◆ Task goal ◆
Report how many lines in the rows below contain the word "ground". Give only the number.

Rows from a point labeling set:
----------

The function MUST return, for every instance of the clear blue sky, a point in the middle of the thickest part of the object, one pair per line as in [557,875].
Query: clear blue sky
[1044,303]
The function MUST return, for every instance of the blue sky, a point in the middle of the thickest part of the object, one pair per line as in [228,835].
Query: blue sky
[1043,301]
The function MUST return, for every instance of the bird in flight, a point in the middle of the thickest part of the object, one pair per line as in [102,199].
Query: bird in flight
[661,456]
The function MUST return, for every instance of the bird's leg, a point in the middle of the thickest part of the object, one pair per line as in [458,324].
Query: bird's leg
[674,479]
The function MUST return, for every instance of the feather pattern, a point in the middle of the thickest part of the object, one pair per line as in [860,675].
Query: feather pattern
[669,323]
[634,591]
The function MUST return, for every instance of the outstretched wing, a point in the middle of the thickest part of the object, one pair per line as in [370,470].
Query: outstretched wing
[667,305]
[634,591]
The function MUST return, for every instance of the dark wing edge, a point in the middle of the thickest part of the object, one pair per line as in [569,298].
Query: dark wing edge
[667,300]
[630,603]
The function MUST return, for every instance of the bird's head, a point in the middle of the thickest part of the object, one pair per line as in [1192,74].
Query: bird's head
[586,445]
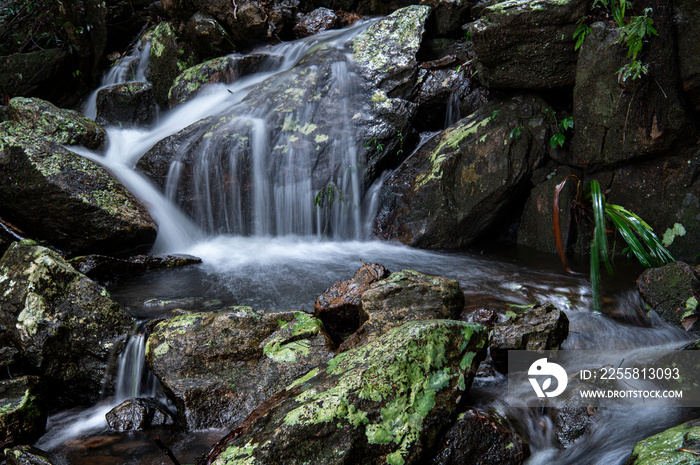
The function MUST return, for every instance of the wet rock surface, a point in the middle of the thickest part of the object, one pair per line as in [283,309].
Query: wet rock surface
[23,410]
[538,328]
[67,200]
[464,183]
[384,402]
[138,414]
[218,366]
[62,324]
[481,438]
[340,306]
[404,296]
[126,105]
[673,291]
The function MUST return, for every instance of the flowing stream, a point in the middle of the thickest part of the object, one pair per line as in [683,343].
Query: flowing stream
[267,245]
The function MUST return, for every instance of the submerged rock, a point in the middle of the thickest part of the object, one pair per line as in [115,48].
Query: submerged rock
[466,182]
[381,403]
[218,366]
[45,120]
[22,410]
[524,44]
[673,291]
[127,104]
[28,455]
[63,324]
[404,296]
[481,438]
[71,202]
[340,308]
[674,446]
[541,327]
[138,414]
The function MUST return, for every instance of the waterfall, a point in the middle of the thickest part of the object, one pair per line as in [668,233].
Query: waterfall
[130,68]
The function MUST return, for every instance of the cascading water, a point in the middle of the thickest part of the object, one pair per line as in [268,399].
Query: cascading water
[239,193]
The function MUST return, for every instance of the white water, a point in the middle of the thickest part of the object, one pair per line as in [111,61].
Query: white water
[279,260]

----------

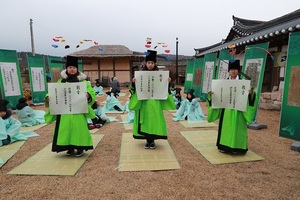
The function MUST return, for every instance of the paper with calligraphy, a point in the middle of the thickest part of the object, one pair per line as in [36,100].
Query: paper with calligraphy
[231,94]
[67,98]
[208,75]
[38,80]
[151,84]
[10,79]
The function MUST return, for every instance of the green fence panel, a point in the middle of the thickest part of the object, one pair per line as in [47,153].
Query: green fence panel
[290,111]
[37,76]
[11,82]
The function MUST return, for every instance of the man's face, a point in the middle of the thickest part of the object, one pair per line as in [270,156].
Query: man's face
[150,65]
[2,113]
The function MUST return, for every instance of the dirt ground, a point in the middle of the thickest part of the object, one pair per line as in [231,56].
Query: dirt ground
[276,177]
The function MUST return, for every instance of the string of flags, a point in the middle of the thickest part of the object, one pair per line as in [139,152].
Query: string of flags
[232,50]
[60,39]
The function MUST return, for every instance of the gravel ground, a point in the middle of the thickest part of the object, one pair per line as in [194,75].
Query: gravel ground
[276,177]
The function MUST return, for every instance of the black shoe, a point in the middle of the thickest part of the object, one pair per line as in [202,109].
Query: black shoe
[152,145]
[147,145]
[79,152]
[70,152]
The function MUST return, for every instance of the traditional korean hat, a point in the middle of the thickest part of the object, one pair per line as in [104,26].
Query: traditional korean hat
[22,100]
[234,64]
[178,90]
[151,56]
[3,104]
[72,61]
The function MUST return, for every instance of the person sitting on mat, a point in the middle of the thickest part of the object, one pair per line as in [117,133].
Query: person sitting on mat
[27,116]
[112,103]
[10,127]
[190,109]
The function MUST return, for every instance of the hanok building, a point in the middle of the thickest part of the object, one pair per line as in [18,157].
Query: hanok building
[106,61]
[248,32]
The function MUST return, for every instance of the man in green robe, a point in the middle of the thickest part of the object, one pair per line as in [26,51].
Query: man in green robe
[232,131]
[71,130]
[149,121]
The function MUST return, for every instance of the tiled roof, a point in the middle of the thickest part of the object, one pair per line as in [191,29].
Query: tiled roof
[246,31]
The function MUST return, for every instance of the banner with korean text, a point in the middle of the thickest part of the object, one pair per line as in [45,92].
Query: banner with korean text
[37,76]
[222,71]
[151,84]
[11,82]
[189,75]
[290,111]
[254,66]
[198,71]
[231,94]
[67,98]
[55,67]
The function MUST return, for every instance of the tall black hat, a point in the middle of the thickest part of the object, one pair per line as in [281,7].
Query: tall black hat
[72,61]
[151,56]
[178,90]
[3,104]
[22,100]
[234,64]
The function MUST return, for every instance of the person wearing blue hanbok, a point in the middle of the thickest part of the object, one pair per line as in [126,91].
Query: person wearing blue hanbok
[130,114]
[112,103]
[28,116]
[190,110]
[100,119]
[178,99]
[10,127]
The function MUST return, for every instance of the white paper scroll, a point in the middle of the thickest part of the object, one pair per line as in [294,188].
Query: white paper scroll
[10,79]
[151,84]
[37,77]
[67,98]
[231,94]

----------

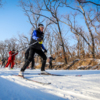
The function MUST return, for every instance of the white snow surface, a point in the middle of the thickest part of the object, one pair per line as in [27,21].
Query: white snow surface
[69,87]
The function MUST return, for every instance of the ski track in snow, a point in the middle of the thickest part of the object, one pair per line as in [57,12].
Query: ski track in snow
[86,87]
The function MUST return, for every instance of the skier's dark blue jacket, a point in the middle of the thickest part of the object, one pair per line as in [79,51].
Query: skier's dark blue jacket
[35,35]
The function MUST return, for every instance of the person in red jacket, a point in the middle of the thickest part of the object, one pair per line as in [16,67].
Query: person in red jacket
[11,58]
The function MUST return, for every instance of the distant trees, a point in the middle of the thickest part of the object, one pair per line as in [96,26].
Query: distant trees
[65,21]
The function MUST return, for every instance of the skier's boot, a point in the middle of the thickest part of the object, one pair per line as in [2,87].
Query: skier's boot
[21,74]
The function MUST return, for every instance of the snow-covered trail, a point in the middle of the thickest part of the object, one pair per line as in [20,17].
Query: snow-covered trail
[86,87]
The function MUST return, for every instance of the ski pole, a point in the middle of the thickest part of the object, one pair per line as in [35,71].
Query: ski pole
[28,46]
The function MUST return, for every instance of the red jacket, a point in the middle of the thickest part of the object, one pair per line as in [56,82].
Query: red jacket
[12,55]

----------

◆ Written solution ◆
4